Task prompt — Please continue the personal account of a pancreatic cancer diagnosis below, starting after its last sentence.

Extract —
▼▼▼

My journey with Pancreatic Cancer officially began on March 5, 2007. As I awakened from a biopsy procedure, I was informed by the physician that I had adenocarcinoma in the head of the pancreas. While not yet fully awake from the procedure, what he said didn’t seem totally unexpected. Thinking back to the previous four months I could see there were some subtle changes in my health.

During the Thanksgiving and Christmas holidays, I was feeling unusually tired but thought this was due to working full time, holiday preparations, and caring for my aging father. But, after the holidays in addition to the fatigue, I began to experience vague digestive symptoms such as fullness in my stomach after eating even small amounts of food and then a loss of appetite. In early February of 2007, my symptoms prompted me to see my primary care physician.

▲▲▲

Material provided —
▼▼▼

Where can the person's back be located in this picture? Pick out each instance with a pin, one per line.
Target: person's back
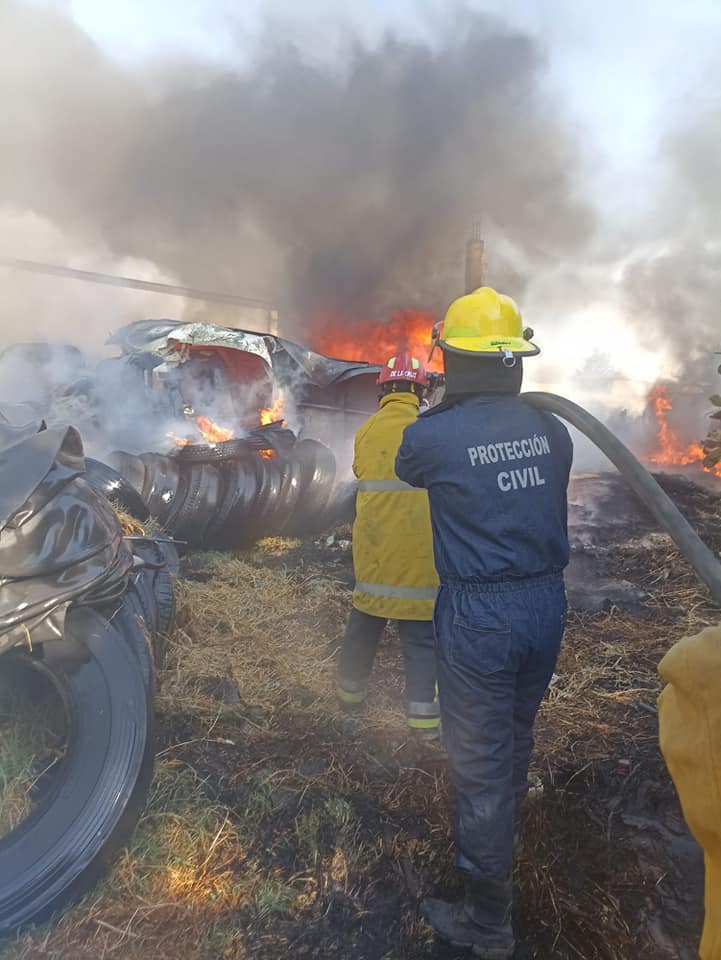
(496, 471)
(392, 554)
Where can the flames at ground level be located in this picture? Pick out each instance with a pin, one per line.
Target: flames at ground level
(670, 449)
(375, 341)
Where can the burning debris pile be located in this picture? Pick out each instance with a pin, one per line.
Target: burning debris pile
(215, 406)
(671, 451)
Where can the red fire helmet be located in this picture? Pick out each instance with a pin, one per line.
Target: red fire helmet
(404, 367)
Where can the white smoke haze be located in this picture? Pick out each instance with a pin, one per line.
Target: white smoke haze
(343, 176)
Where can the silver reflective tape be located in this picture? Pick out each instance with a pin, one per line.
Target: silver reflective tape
(420, 708)
(402, 593)
(383, 486)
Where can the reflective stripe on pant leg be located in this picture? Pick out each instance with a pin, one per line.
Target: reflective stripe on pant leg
(423, 715)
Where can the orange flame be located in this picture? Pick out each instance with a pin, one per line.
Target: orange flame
(273, 413)
(671, 451)
(212, 432)
(376, 340)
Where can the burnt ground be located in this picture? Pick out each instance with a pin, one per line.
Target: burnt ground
(280, 827)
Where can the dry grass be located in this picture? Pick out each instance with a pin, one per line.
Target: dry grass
(278, 827)
(30, 742)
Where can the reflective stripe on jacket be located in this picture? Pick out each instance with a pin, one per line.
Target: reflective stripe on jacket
(689, 712)
(392, 539)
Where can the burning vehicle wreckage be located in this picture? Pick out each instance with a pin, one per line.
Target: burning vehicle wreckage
(84, 608)
(203, 415)
(191, 427)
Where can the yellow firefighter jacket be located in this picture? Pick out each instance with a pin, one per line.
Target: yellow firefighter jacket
(690, 730)
(392, 539)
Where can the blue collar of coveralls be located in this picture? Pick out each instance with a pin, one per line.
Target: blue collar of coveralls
(467, 398)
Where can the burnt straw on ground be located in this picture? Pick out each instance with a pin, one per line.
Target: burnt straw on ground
(279, 827)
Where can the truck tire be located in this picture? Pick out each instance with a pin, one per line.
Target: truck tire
(99, 790)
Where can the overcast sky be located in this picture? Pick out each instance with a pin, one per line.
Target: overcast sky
(629, 69)
(630, 74)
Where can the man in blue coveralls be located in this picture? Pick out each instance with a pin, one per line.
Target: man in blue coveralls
(496, 470)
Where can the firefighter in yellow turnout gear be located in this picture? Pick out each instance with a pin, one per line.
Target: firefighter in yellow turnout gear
(690, 730)
(392, 554)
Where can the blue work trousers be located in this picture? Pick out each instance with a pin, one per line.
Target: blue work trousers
(497, 646)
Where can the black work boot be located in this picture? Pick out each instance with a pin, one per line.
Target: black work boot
(480, 922)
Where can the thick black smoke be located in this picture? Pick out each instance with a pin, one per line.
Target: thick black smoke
(350, 184)
(673, 284)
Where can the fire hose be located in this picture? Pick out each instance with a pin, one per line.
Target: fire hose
(670, 518)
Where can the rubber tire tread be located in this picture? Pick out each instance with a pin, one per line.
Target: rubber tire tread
(162, 477)
(98, 793)
(116, 488)
(160, 584)
(213, 453)
(199, 505)
(241, 480)
(289, 495)
(318, 467)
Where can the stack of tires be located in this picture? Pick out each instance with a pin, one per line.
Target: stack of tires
(228, 495)
(84, 611)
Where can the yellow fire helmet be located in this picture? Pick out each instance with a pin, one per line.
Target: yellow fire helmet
(486, 322)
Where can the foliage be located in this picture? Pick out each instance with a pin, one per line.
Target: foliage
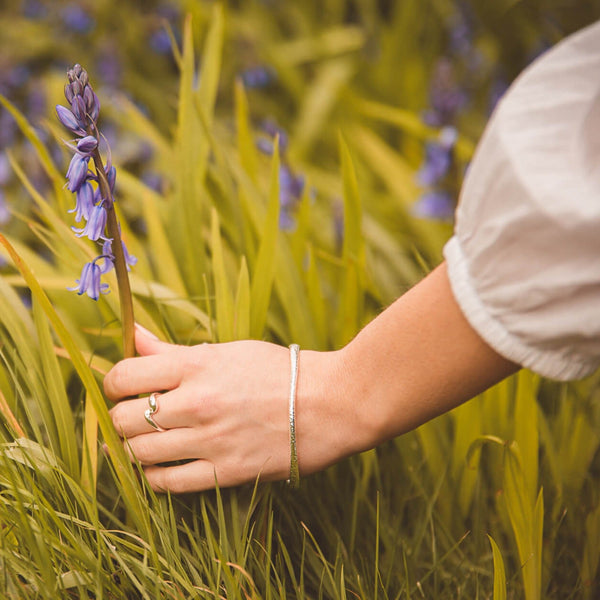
(306, 245)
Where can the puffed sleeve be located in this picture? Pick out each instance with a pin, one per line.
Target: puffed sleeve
(524, 260)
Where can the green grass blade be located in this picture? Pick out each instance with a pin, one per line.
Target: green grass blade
(55, 404)
(120, 460)
(499, 573)
(242, 304)
(223, 294)
(264, 271)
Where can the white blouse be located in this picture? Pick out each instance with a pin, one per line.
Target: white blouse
(524, 261)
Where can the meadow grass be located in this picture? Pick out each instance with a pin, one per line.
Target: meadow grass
(497, 499)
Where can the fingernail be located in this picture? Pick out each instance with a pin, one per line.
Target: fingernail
(145, 332)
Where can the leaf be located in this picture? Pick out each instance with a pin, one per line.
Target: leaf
(120, 460)
(242, 304)
(223, 295)
(264, 270)
(350, 309)
(245, 142)
(499, 573)
(55, 407)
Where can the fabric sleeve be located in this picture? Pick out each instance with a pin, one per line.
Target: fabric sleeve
(524, 260)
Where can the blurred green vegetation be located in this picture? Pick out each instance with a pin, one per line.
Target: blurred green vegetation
(306, 246)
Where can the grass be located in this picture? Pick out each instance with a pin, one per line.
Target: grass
(498, 499)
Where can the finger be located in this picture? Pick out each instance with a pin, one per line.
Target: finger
(147, 343)
(194, 476)
(143, 374)
(128, 416)
(163, 447)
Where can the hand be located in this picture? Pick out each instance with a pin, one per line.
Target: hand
(225, 407)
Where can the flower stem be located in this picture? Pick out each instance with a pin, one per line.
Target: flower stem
(125, 298)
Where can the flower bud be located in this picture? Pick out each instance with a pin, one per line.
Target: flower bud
(69, 93)
(76, 88)
(87, 144)
(67, 118)
(78, 107)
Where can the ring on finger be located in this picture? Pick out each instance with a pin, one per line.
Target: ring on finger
(151, 411)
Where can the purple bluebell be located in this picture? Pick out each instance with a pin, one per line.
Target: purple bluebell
(4, 210)
(95, 226)
(108, 257)
(89, 281)
(438, 157)
(160, 41)
(111, 175)
(435, 204)
(87, 144)
(85, 202)
(77, 172)
(5, 170)
(93, 198)
(68, 119)
(291, 187)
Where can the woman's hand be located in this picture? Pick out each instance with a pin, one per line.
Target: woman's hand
(225, 409)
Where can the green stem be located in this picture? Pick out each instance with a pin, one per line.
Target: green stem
(112, 226)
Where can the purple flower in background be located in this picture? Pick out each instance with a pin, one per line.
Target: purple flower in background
(160, 42)
(4, 211)
(291, 187)
(436, 204)
(438, 157)
(89, 281)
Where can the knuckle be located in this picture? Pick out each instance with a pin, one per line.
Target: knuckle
(116, 379)
(116, 414)
(141, 448)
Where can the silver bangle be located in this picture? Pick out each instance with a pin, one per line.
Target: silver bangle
(294, 480)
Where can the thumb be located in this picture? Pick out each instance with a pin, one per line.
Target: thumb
(147, 343)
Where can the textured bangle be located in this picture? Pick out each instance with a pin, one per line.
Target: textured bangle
(294, 479)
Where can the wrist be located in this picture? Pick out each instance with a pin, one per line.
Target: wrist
(332, 422)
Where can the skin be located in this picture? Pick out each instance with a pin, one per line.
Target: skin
(225, 406)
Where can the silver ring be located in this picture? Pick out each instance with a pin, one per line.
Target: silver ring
(151, 411)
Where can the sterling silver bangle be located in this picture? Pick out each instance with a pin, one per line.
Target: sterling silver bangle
(294, 480)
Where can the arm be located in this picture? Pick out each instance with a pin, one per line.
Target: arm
(226, 405)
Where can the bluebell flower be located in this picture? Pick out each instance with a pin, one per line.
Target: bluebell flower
(5, 170)
(94, 188)
(77, 172)
(438, 157)
(94, 228)
(89, 281)
(67, 118)
(4, 210)
(87, 144)
(85, 202)
(291, 187)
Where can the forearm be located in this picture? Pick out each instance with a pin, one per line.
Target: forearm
(416, 360)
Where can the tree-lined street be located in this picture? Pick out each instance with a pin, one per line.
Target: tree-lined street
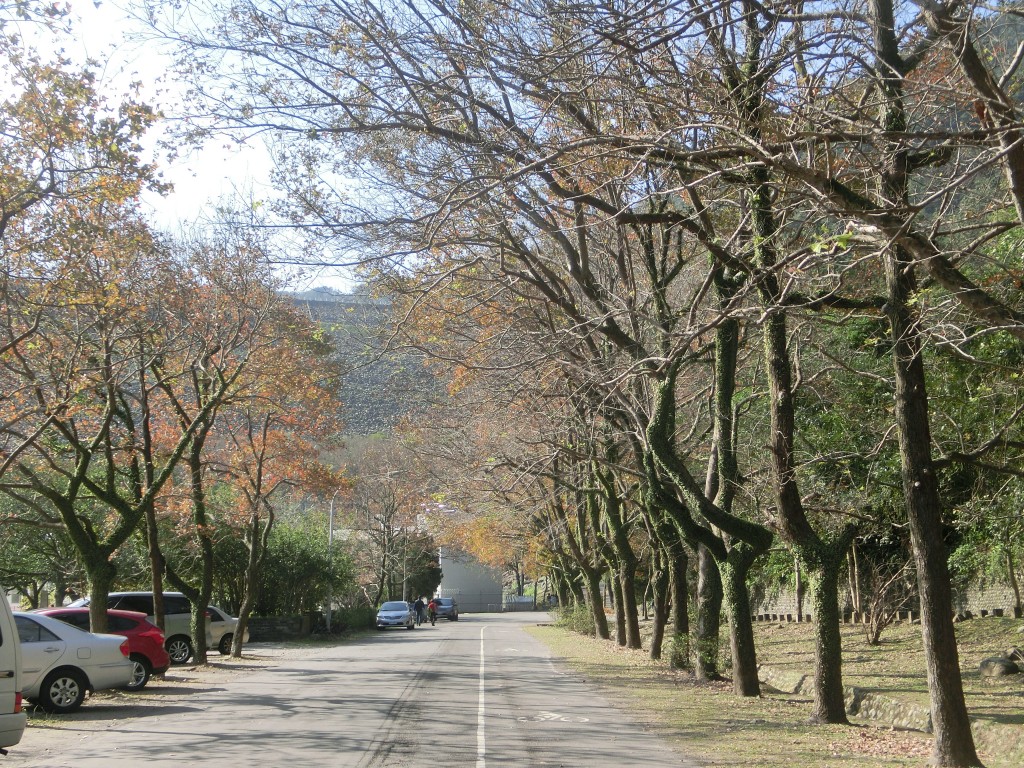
(476, 692)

▲▲▲

Written response —
My primary care physician ordered an ultrasound of my liver and pancreas. The results, along with lab results, showed possible pancreatitis. I was then sent for a CT of the pancreas which showed enlargement of the head of the pancreas and multiple swollen lymph nodes in the abdomen -- no evidence of a tumor. At this time my physician referred me to our university medical center where I saw a gastroenterologist. He felt that my symptoms and history were not significant for a GI cancer, but he wanted me to have further testing to find the cause of my symptoms. I had the EUS procedure completed on March 5, 2007 where the biopsy results showed adenocarcinoma in the head of the pancreas with a tumor measuring 2.0 cm by 2.6cm in size.

I tolerated the EUS procedure well, but unfortunately, the next day intense itching and jaundice started. I then had an ERCP to have a stent placed in my bile duct to relieve the obstruction caused by pressure from the cancerous tumor in my pancreas. Referrals were then made to a surgeon specializing in pancreatic cancer, as well as to medical and radiation oncologists. At this time I was asked if I wished to participate in a clinical trial looking at a new protocol for initial treatment of pancreatic cancer. This protocol focused on an intense two week treatment of radiation, chemotherapy and targeted therapy. The treatments left me with extreme fatigue, nausea and loss of appetite, but with the aid of medications I was able to tolerate the treatments without significant problems.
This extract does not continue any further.